■ WRITTEN TASKS ■
(1) Rewrite the paragraph beginning "Gesture recognition in videos" from the excerpt on zero-shot gesture recognition in shorter form, keeping its main facts.
(2) Return the part of the excerpt on zero-shot gesture recognition starting at "We aim to provide" and ending at "the class labels.", copied word for word.

──────── SELECTION ────────

Gesture recognition in videos is a rapidly growing field of research and could become an important component for input-device-less control of consumer products such as drones or televisions. While various past works have focused on the classification of gestures known in advance, this work deals with gesture recognition using the zero-shot learning approach. Such a task is interesting, because the zero-shot approach does not only allow the use of learned gestures for fixed commands. Additionally, it is possible to incorporate untrained gestures. The user of the product is thus offered the opportunity to expand the command set for controlling the device.\\
\indent In order to be able to classify samples of untrained (also called "unseen") classes, a network needs to have an expectation of what the gesture corresponding to that class’s label might look like. This is usually done through text embeddings \cite{estevam2020zeroshot}: Trained on unannotated text data, language embedding models extract meaning from words or sentences by converting them into a semantic embedding vector. After creating a semantic embedding for each class label, it is possible to compare the embeddings of unseen classes with those of seen classes to determine what characteristics those classes share. If those similarities are also present in the visual input samples, the network can deduce that the input sample belongs to that specific unseen class.\\
\indent It is quite common to apply data augmentation techniques such as cropping, scaling or flipping to the video input of a network in order to increase the amount of available training samples. However, in zero-shot learning there are two different, equally important kinds of training information for each class: visual and semantic. These common data augmentation strategies make it possible to multiply the amount of visual training data, but the semantic information remains minimal, usually restricted to the simple label of the class. 
We aim to provide the network more relevant semantic information about the different classes by applying several forms of data augmentation to the sematic embeddings of the class labels.


\section{Method}
\label{method}
First we need to build a network capable of zero-shot learning for gesture recognition, and assess the baseline performance. Then we apply different forms of data augmentation to the semantic embeddings of the class labels and compare the classification accuracy. 
\\
In \cite{jasani2019skeleton} a zero-shot classification network for the NTU dataset was created. Their architecture features a multilayer perceptron (MLP) to map the semantic embeddings of the class labels into the visual features space and another MLP that learns a deep similarity metric between those semantic features and the visual features of a given input sample.\\

\begin{figure}[t]
	\begin{center}
		%\fbox{\rule{0pt}{2in} \rule{0.9\linewidth}{0pt}}
		\includegraphics[width=1\linewidth]{Architektur2.png}
	\end{center}
	\caption{Overview of the network modules.}
	\label{architecture}
\end{figure}

\subsection{Architecture}
The architecture chosen for our experiments largely corresponds to the model presented in \cite{jasani2019skeleton}. We reverse engineer it from its individual modules using the information published in the paper. Certain modules are replaced or slightly modified in favor of better performance for our specific task. Here, only a brief overview of the functionality is given, explaining how the model tries to solve the zero-shot task, and which changes are made. For detailed information on the network modules, which are illustrated in figure \ref{architecture}, refer to the original papers \cite{jasani2019skeleton, yan2018spatial, reimers2019sentencebert, sung2018learning}.

──────── GIVEN INFORMATION ────────

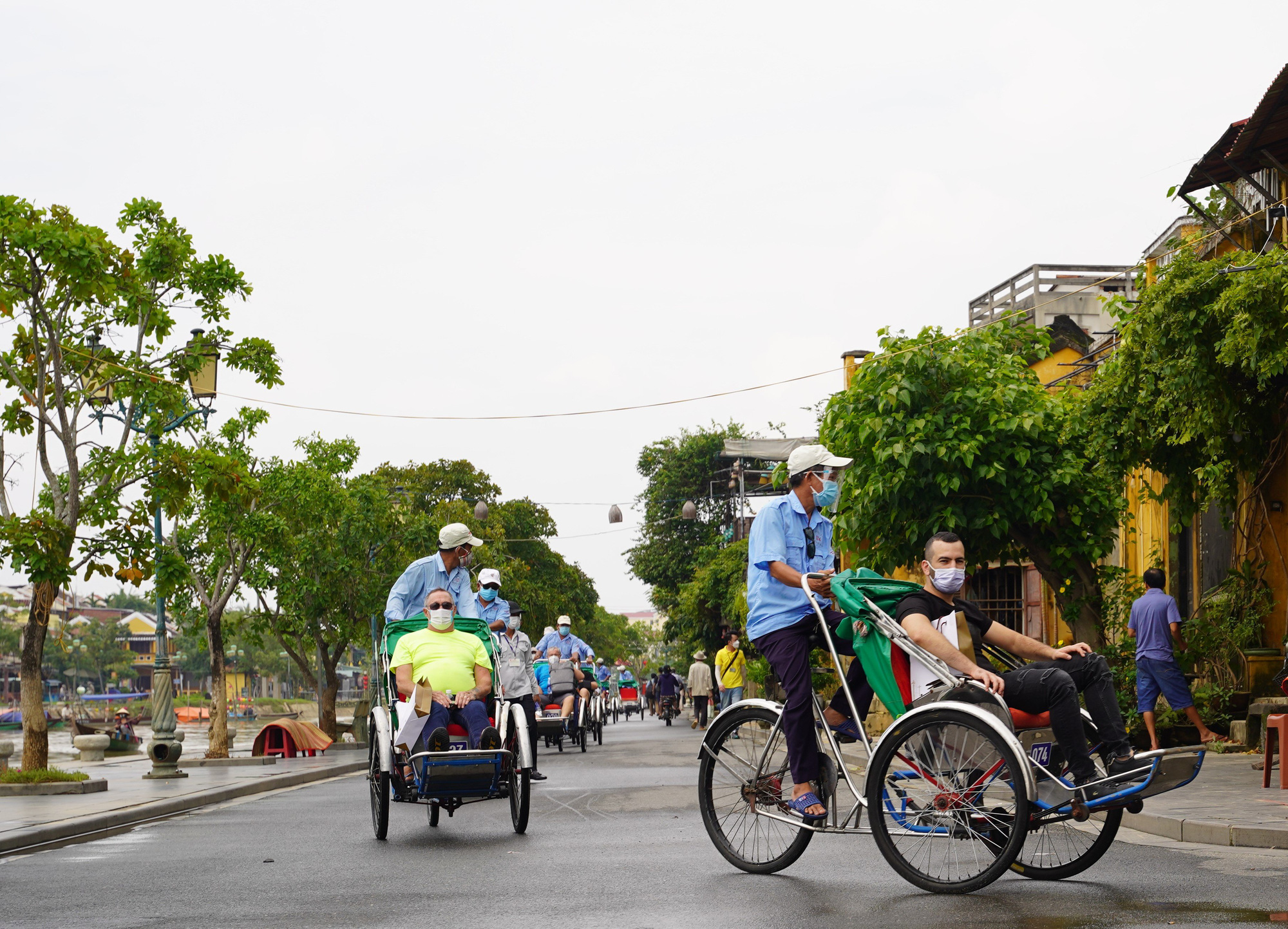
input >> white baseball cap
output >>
[787,446,854,476]
[438,522,483,549]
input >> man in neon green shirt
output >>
[390,588,501,754]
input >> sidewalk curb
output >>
[1123,813,1288,848]
[0,758,367,854]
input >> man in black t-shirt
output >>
[895,532,1135,793]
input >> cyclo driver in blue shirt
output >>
[747,446,872,822]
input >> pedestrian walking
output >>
[689,648,711,729]
[1127,567,1218,750]
[716,633,747,711]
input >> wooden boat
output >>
[72,719,143,751]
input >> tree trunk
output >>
[317,635,344,740]
[206,610,228,758]
[22,581,58,771]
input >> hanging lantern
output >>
[80,332,112,407]
[187,330,219,400]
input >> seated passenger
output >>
[389,588,501,754]
[546,647,586,727]
[823,532,1136,796]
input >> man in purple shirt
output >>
[1127,567,1217,749]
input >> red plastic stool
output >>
[1261,713,1288,790]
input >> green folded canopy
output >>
[832,567,922,719]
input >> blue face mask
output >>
[814,481,841,507]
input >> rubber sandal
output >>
[787,790,827,825]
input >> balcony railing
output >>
[970,265,1136,328]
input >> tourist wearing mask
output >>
[474,567,510,632]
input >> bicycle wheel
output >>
[867,708,1029,893]
[367,727,389,839]
[698,706,814,874]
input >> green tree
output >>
[626,422,747,615]
[663,539,747,653]
[1072,247,1288,543]
[0,196,281,768]
[819,327,1123,643]
[374,461,599,629]
[250,436,402,738]
[158,407,279,758]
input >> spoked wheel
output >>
[698,706,814,874]
[510,755,532,832]
[1011,755,1123,880]
[866,709,1029,893]
[367,726,389,839]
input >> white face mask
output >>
[930,567,966,593]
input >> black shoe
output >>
[1105,755,1150,780]
[425,726,452,751]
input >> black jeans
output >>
[693,695,707,726]
[505,693,537,771]
[1002,652,1130,780]
[753,610,872,784]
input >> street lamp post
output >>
[90,330,219,778]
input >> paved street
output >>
[0,719,1288,929]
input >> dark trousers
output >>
[1002,653,1130,780]
[505,693,537,771]
[412,700,487,753]
[693,693,708,726]
[753,610,872,784]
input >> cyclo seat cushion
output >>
[447,717,496,738]
[1011,706,1051,729]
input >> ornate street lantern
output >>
[187,330,219,406]
[81,332,112,408]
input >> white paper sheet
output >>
[908,610,958,700]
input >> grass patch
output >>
[0,768,89,784]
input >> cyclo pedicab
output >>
[532,657,604,751]
[367,612,536,839]
[698,568,1204,893]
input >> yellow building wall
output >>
[1118,468,1171,576]
[1029,348,1082,384]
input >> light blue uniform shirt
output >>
[747,493,832,642]
[536,629,595,657]
[385,553,479,621]
[477,593,510,625]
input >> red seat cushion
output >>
[1011,706,1051,729]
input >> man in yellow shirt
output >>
[390,588,501,754]
[716,633,747,710]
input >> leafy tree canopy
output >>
[1072,249,1288,525]
[819,327,1122,641]
[626,422,748,615]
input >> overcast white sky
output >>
[0,0,1285,610]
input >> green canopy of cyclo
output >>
[832,567,922,719]
[383,610,493,657]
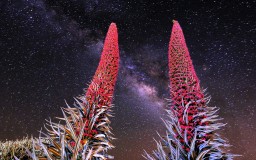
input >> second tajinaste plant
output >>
[143,21,235,160]
[12,23,119,160]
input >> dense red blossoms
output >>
[86,23,119,107]
[168,21,209,151]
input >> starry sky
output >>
[0,0,256,160]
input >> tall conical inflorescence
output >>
[86,23,119,106]
[144,21,237,160]
[12,23,119,160]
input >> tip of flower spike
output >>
[109,22,116,28]
[172,19,178,23]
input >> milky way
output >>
[0,0,256,160]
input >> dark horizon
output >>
[0,0,256,160]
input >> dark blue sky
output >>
[0,0,256,160]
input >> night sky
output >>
[0,0,256,160]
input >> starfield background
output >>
[0,0,256,160]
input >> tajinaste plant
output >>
[143,21,235,160]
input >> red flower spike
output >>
[144,21,236,160]
[86,23,119,106]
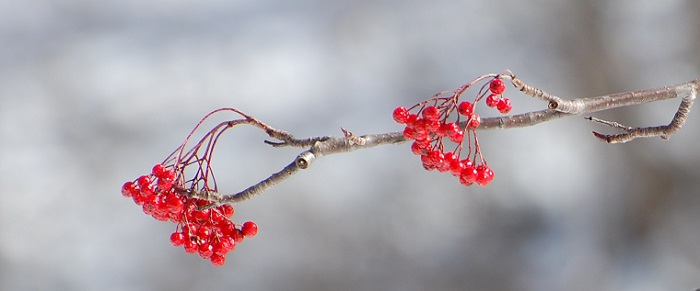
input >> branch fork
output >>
[180,71,700,208]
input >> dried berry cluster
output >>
[122,164,258,266]
[393,75,513,186]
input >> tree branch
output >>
[193,72,700,208]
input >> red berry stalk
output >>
[393,75,513,186]
[122,108,258,266]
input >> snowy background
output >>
[0,0,700,291]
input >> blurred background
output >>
[0,0,700,290]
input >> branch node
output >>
[294,151,316,169]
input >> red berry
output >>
[393,107,409,124]
[122,182,138,197]
[219,219,238,236]
[214,236,236,256]
[486,94,501,108]
[220,204,235,218]
[241,221,258,237]
[221,236,236,253]
[449,129,464,143]
[151,164,166,178]
[423,106,440,121]
[197,225,212,238]
[185,239,199,254]
[489,79,506,95]
[197,243,214,259]
[209,254,226,267]
[170,232,185,247]
[457,101,474,116]
[231,229,245,243]
[411,140,430,156]
[406,113,418,127]
[420,154,435,171]
[467,113,481,129]
[450,156,465,178]
[136,175,151,191]
[476,165,494,186]
[403,126,416,139]
[192,209,210,221]
[496,98,513,114]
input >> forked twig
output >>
[182,72,700,208]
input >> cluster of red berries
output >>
[393,76,513,186]
[122,164,258,266]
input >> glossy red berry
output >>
[486,94,501,108]
[393,107,409,124]
[241,221,258,237]
[459,165,478,186]
[170,232,185,247]
[422,106,440,121]
[476,165,494,186]
[197,243,214,259]
[489,79,506,95]
[457,101,474,116]
[136,175,151,191]
[209,254,226,267]
[496,98,513,114]
[221,204,235,218]
[151,164,167,178]
[403,127,416,139]
[165,193,185,213]
[122,182,138,197]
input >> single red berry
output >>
[221,236,236,253]
[209,254,226,267]
[449,128,464,143]
[411,141,430,156]
[122,181,138,197]
[197,225,212,238]
[422,106,440,121]
[496,98,513,114]
[136,175,151,191]
[214,240,235,256]
[476,165,494,186]
[165,193,185,213]
[170,232,186,247]
[393,107,409,124]
[428,150,445,167]
[406,113,418,127]
[457,101,474,116]
[184,239,199,254]
[241,221,258,237]
[218,219,238,236]
[220,204,235,218]
[197,243,214,259]
[486,94,501,108]
[489,79,506,95]
[403,126,416,139]
[155,178,173,192]
[231,229,245,243]
[450,158,465,178]
[420,153,435,171]
[459,165,477,186]
[151,164,166,178]
[467,113,481,129]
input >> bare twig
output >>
[196,72,700,208]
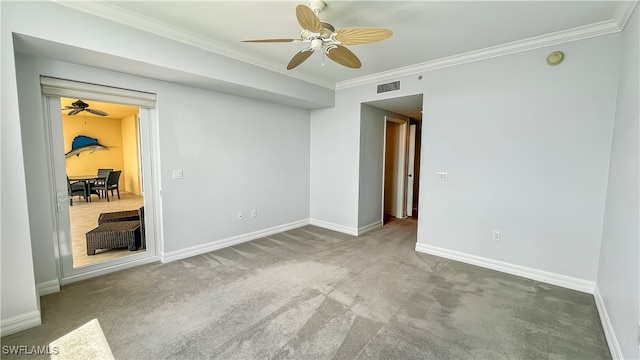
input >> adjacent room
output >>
[0,0,640,359]
[60,98,144,267]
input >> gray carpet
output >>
[2,220,610,360]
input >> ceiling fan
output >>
[243,1,393,70]
[62,99,109,116]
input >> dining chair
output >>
[67,176,87,206]
[89,168,113,199]
[89,170,122,201]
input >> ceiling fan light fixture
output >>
[311,39,324,50]
[244,0,393,70]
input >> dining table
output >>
[69,174,107,202]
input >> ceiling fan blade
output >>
[336,27,393,45]
[326,45,362,69]
[287,48,313,70]
[85,108,109,116]
[296,5,322,33]
[242,39,300,42]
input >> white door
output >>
[407,125,417,216]
[45,96,156,284]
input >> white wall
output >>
[311,34,619,284]
[358,104,408,228]
[0,11,40,335]
[0,1,318,329]
[18,56,309,283]
[310,90,360,234]
[596,7,640,359]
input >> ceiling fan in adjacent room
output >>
[243,1,393,70]
[62,99,109,116]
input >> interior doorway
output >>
[60,98,146,268]
[382,116,408,224]
[41,76,159,284]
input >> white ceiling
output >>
[66,0,630,86]
[45,0,636,117]
[60,98,140,119]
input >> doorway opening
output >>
[358,94,423,231]
[60,98,146,268]
[40,76,161,284]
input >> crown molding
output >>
[50,0,638,90]
[613,0,638,30]
[336,20,622,90]
[50,0,335,90]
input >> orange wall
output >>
[120,115,142,195]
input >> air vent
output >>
[378,81,400,94]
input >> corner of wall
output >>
[0,311,42,336]
[593,284,624,360]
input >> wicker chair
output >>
[67,176,87,206]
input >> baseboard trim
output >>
[416,243,595,294]
[309,219,358,236]
[358,221,382,236]
[0,311,42,336]
[60,256,160,285]
[593,284,624,360]
[37,279,60,296]
[160,219,309,264]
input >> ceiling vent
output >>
[378,80,400,94]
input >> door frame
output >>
[42,95,162,285]
[405,123,418,217]
[380,116,409,225]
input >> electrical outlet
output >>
[436,172,449,181]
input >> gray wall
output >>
[0,1,320,329]
[17,56,309,283]
[596,7,640,359]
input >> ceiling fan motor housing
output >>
[311,38,324,50]
[309,0,326,15]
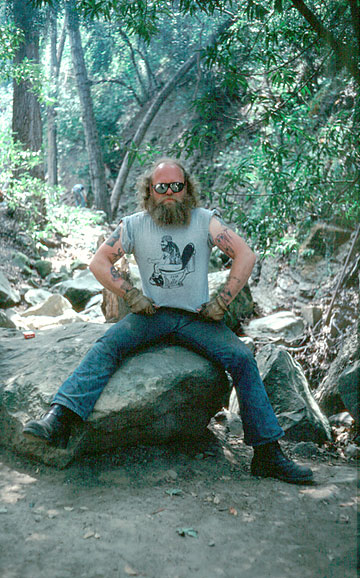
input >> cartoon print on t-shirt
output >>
[148,235,195,289]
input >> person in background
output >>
[72,184,87,207]
[24,158,313,483]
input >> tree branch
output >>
[292,0,360,84]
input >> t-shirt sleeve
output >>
[208,209,222,249]
[121,217,134,254]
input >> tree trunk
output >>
[47,8,59,186]
[12,0,44,179]
[65,0,109,215]
[111,20,233,217]
[111,54,198,216]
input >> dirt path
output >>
[0,434,357,578]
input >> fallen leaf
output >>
[124,564,139,576]
[176,528,199,538]
[165,488,182,496]
[151,508,166,516]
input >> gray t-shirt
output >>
[121,208,216,311]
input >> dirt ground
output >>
[0,428,357,578]
[0,205,358,578]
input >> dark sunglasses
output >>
[152,182,185,195]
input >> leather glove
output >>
[199,295,228,321]
[123,287,156,315]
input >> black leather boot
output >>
[251,442,313,484]
[23,403,80,448]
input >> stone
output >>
[0,271,21,309]
[0,323,230,467]
[301,305,322,327]
[22,294,72,317]
[0,310,16,328]
[256,344,331,443]
[338,360,360,426]
[19,307,84,330]
[53,270,103,311]
[46,270,70,287]
[314,326,359,416]
[34,259,52,279]
[24,289,52,305]
[244,311,304,340]
[11,251,31,270]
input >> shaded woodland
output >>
[0,0,360,249]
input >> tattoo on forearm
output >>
[221,275,242,303]
[110,266,123,281]
[110,267,133,293]
[215,229,235,259]
[110,249,125,263]
[106,226,120,247]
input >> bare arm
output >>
[209,217,256,305]
[89,223,133,297]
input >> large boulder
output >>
[0,323,230,467]
[256,344,331,443]
[245,311,305,340]
[0,271,21,309]
[53,269,103,311]
[339,360,360,427]
[314,329,359,416]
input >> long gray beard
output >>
[146,197,192,227]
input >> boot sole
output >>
[251,472,314,484]
[23,431,50,444]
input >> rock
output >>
[24,289,52,305]
[0,271,21,309]
[0,323,229,467]
[19,307,84,330]
[301,305,322,327]
[292,442,319,459]
[329,411,354,427]
[344,444,360,460]
[0,310,16,328]
[314,327,358,416]
[46,268,70,287]
[245,311,304,340]
[11,251,31,271]
[22,294,72,317]
[34,259,52,279]
[299,223,351,256]
[256,344,331,443]
[53,270,103,311]
[338,360,360,426]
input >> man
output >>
[24,158,312,483]
[72,184,87,208]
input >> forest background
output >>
[0,0,360,257]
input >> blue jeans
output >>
[52,307,284,446]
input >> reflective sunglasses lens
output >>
[154,183,169,195]
[170,183,184,193]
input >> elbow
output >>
[89,254,99,278]
[249,249,258,270]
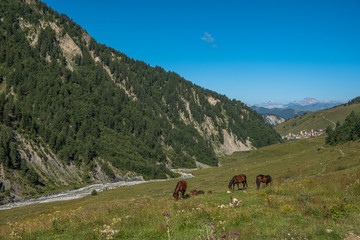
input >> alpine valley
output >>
[0,0,281,203]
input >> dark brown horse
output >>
[256,174,272,190]
[173,180,187,200]
[228,174,248,190]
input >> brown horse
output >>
[256,174,272,190]
[228,174,248,190]
[173,180,187,200]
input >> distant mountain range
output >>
[274,97,360,136]
[251,97,346,126]
[253,97,346,111]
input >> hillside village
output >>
[281,129,326,140]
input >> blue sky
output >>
[40,0,360,104]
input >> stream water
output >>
[0,169,194,211]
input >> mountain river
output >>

────────

■ TASK RESPONSES ■
(1) Gesture recognition in videos is a fast-growing research field that could let people control consumer products such as drones or televisions without an input device. Past works mostly classified gestures known in advance. This work instead uses zero-shot learning, which supports learned gestures for fixed commands and can also incorporate untrained gestures. Users can therefore expand the set of commands for controlling the device.

(2)
We aim to provide the network more relevant semantic information about the different classes by applying several forms of data augmentation to the sematic embeddings of the class labels.